■ ASSIGNED TASK ■
Find the line that contains "Target: sky" in the entries below. Output it and each later line exactly, and nothing else.

■ EXERCISE DATA ■
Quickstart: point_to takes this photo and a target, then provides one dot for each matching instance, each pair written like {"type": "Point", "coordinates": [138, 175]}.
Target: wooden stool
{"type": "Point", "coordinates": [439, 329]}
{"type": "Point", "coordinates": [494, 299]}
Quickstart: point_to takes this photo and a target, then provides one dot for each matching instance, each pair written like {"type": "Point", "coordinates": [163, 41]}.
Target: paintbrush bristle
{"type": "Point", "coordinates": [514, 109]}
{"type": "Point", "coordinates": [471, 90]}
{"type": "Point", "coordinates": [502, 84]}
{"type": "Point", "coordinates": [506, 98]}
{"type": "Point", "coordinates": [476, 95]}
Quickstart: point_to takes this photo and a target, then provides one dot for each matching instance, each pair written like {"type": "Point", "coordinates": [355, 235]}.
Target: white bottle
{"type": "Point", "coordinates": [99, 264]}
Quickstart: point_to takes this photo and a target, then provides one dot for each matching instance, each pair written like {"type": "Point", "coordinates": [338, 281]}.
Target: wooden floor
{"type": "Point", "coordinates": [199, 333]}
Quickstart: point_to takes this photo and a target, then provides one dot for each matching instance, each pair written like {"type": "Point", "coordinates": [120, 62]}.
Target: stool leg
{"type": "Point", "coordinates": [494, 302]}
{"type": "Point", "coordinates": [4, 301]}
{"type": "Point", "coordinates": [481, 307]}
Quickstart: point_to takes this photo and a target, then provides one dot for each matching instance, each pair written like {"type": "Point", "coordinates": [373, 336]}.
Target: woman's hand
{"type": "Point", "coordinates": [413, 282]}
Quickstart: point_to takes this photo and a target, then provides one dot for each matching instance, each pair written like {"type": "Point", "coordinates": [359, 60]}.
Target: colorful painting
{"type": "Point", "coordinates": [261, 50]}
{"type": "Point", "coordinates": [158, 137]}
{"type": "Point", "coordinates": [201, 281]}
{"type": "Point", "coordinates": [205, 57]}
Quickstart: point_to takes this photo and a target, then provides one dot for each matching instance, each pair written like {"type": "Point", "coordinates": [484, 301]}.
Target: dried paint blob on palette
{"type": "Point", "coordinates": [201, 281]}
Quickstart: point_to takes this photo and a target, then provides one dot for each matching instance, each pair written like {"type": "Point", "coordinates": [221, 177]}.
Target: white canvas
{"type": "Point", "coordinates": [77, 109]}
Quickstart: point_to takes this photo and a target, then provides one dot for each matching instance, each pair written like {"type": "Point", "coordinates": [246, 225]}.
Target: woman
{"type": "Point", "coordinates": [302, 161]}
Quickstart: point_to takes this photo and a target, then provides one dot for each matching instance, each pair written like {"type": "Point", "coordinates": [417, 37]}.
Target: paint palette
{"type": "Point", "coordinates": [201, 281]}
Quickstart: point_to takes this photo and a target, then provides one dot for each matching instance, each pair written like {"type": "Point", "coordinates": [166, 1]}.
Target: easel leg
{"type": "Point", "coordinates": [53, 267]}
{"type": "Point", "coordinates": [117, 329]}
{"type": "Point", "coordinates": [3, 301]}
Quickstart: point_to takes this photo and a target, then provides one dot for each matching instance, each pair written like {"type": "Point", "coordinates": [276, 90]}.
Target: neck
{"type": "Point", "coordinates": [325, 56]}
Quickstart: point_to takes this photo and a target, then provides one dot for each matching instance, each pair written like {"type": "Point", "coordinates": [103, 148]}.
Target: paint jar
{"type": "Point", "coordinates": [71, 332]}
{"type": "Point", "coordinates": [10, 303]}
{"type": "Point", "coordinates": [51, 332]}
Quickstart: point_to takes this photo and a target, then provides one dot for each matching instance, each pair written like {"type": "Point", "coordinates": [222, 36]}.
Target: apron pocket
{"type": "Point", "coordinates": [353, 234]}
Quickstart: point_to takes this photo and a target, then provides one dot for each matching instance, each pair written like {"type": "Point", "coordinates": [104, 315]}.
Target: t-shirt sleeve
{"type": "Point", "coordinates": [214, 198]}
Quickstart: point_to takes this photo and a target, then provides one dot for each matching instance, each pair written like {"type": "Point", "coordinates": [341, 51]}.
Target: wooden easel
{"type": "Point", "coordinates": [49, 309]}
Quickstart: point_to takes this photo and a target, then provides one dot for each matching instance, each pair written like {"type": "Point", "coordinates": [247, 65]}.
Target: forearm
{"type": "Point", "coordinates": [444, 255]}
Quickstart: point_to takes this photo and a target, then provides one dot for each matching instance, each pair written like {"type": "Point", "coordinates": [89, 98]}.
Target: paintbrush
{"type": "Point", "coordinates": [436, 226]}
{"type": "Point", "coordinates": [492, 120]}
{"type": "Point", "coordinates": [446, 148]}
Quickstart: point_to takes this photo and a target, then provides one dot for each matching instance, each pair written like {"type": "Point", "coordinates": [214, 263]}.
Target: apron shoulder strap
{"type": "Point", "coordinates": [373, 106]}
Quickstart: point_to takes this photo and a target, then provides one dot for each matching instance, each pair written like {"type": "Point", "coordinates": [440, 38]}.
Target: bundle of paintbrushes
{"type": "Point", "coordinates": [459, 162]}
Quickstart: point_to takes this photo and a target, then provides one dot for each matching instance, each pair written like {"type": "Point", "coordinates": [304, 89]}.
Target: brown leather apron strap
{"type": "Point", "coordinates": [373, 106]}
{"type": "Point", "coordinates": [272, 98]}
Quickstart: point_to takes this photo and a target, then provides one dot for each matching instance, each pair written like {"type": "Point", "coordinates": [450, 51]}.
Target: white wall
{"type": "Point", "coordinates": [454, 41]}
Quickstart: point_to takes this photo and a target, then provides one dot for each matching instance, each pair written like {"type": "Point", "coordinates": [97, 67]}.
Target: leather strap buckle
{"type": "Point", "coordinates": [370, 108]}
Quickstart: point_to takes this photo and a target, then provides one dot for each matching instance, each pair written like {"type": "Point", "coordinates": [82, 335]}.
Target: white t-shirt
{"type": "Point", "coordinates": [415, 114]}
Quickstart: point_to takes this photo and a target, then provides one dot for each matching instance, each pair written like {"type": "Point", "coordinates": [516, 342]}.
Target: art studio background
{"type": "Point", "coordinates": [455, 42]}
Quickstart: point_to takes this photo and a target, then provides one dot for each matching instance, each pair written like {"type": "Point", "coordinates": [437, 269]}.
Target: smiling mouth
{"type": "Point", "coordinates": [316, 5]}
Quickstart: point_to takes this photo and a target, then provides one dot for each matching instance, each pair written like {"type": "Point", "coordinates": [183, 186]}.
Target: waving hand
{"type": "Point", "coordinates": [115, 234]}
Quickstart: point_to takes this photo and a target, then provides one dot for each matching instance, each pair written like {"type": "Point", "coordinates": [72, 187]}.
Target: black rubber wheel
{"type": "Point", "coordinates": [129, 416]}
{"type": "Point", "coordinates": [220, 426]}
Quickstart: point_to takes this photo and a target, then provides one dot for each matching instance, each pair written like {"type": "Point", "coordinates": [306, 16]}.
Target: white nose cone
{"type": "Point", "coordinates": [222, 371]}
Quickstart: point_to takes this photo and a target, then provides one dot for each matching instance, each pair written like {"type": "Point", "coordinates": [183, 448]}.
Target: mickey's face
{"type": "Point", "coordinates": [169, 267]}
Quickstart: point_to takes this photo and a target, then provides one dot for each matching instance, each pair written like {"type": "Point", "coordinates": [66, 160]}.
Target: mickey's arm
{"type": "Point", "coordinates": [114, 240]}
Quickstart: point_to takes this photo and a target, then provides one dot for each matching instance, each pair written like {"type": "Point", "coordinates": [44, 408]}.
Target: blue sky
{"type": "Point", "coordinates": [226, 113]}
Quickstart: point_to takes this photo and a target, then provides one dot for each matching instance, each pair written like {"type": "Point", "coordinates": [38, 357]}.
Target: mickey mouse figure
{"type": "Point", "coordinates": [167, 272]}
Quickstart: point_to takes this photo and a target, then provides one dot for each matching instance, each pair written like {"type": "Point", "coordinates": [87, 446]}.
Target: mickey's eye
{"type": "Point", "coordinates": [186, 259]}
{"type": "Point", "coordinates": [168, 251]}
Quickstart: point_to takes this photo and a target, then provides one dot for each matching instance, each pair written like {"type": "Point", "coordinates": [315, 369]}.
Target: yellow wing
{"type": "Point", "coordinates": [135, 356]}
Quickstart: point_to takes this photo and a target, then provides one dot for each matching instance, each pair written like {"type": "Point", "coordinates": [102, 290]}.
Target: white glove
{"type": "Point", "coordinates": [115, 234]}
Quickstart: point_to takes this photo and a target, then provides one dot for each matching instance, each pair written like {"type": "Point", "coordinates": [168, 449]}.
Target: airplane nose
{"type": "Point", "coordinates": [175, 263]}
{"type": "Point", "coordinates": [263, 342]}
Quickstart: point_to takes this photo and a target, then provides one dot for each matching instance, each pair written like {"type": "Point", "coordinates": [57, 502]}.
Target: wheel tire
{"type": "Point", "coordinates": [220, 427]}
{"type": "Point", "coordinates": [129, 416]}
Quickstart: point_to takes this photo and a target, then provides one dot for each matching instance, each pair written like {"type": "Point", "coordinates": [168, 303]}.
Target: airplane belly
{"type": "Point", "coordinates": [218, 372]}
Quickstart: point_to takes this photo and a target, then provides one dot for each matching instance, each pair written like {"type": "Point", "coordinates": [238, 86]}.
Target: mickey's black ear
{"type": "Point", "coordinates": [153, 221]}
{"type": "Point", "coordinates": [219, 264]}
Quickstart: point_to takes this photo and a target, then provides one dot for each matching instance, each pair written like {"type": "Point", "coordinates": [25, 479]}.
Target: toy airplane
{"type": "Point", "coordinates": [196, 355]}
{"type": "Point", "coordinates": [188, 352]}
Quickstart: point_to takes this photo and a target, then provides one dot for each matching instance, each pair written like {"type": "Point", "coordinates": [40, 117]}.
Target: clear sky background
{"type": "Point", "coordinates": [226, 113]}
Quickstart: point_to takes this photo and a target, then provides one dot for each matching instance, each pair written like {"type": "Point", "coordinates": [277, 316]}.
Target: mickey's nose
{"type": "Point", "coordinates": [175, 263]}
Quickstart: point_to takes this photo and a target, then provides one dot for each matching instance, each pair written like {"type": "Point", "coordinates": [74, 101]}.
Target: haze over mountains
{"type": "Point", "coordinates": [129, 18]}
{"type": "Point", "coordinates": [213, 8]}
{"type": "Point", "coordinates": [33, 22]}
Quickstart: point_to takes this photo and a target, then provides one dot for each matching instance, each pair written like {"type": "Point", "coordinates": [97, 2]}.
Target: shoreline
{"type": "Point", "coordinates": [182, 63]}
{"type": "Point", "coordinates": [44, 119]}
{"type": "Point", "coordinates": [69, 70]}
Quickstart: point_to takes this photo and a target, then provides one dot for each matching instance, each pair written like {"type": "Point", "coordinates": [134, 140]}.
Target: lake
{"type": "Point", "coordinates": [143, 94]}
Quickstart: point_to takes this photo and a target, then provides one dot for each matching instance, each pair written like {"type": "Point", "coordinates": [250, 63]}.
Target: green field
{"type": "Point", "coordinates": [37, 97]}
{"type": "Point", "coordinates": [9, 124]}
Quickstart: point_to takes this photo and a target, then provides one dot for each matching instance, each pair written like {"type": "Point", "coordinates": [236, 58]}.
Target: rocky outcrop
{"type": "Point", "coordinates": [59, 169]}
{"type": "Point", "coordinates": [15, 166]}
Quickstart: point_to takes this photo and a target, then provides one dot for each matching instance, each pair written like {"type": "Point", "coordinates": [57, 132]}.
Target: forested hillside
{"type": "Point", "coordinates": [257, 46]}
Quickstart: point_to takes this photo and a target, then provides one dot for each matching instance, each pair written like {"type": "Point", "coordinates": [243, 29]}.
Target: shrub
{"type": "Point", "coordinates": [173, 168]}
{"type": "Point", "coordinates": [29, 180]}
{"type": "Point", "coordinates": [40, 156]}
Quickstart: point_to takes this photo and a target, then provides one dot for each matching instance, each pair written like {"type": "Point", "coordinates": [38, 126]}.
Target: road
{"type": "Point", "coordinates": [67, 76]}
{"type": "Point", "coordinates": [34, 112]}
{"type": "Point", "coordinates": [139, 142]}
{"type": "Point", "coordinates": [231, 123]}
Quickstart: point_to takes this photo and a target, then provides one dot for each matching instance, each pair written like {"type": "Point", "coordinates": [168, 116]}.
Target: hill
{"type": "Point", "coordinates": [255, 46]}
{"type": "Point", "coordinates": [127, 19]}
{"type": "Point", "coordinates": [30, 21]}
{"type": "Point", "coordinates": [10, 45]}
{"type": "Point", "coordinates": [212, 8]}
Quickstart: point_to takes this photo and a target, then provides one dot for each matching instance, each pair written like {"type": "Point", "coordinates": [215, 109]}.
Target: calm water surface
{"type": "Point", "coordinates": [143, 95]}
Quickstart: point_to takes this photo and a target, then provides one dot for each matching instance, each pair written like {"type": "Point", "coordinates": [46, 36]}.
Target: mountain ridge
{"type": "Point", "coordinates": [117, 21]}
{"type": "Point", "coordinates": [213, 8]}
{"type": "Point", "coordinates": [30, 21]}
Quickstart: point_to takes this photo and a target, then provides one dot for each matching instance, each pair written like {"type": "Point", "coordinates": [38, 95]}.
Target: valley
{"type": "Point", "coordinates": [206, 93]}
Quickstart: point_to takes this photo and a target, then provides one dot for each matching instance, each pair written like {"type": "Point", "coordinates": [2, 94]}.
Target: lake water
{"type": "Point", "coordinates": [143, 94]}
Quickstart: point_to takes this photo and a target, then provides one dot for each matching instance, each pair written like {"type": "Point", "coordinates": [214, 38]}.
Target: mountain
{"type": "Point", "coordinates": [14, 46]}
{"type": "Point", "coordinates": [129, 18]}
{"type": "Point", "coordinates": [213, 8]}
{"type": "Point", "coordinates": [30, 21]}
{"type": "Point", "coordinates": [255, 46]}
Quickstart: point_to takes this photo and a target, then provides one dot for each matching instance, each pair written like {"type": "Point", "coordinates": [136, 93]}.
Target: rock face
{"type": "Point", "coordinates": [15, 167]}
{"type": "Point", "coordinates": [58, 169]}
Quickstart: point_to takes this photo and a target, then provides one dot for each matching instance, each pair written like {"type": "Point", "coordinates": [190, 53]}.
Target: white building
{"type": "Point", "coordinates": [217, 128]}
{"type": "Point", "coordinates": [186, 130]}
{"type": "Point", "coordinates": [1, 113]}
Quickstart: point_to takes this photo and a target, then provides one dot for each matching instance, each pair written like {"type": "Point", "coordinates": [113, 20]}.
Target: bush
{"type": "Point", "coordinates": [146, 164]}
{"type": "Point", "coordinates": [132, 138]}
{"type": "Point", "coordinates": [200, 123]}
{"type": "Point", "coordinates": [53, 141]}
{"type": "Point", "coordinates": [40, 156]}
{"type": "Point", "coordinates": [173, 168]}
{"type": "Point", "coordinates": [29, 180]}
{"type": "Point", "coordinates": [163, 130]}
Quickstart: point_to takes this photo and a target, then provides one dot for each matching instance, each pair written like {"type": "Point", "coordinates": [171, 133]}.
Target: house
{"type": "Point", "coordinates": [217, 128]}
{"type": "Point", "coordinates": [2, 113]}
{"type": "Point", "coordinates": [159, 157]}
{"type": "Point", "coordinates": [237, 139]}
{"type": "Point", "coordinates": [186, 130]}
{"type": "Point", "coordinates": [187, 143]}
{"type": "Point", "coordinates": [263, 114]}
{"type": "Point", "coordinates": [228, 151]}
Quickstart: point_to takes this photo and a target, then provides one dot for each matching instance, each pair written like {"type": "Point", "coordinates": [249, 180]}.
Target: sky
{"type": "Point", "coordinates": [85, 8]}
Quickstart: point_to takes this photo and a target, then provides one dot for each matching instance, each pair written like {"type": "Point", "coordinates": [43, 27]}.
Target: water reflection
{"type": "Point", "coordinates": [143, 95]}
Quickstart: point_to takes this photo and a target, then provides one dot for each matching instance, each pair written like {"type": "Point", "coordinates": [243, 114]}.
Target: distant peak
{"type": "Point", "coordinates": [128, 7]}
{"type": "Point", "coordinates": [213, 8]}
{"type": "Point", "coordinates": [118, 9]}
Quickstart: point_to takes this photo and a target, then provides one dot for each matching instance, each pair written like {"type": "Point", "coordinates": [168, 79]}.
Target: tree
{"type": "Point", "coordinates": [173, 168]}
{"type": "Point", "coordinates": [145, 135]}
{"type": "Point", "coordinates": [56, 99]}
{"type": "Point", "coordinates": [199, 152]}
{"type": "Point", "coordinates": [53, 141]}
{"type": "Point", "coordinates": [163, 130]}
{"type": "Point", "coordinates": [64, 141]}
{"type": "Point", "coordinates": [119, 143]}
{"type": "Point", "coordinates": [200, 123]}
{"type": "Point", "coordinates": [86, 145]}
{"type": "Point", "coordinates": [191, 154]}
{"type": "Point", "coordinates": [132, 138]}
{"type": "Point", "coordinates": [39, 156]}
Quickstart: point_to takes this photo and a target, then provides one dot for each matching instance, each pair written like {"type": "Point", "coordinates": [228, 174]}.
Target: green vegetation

■ TASK RESULT ■
Target: sky
{"type": "Point", "coordinates": [85, 8]}
Quickstart: point_to takes this photo and a target, then provides one dot for each matching instance, each pair written like {"type": "Point", "coordinates": [43, 27]}.
Target: water reflection
{"type": "Point", "coordinates": [143, 95]}
Quickstart: point_to takes this photo and a target, then provides one dot for each matching instance, each pair written like {"type": "Point", "coordinates": [243, 114]}.
Target: distant peak
{"type": "Point", "coordinates": [128, 7]}
{"type": "Point", "coordinates": [213, 8]}
{"type": "Point", "coordinates": [118, 9]}
Quickstart: point_to takes this photo and a target, then provides one dot for each matching instance, each pair written like {"type": "Point", "coordinates": [168, 79]}.
Target: tree
{"type": "Point", "coordinates": [173, 168]}
{"type": "Point", "coordinates": [145, 135]}
{"type": "Point", "coordinates": [56, 99]}
{"type": "Point", "coordinates": [199, 152]}
{"type": "Point", "coordinates": [53, 141]}
{"type": "Point", "coordinates": [163, 130]}
{"type": "Point", "coordinates": [64, 141]}
{"type": "Point", "coordinates": [119, 143]}
{"type": "Point", "coordinates": [200, 123]}
{"type": "Point", "coordinates": [86, 145]}
{"type": "Point", "coordinates": [191, 154]}
{"type": "Point", "coordinates": [132, 138]}
{"type": "Point", "coordinates": [39, 156]}
Quickstart: point_to takes this photo and a target, then provides one dot for each matching instance, each pair written like {"type": "Point", "coordinates": [228, 174]}.
Target: green vegetation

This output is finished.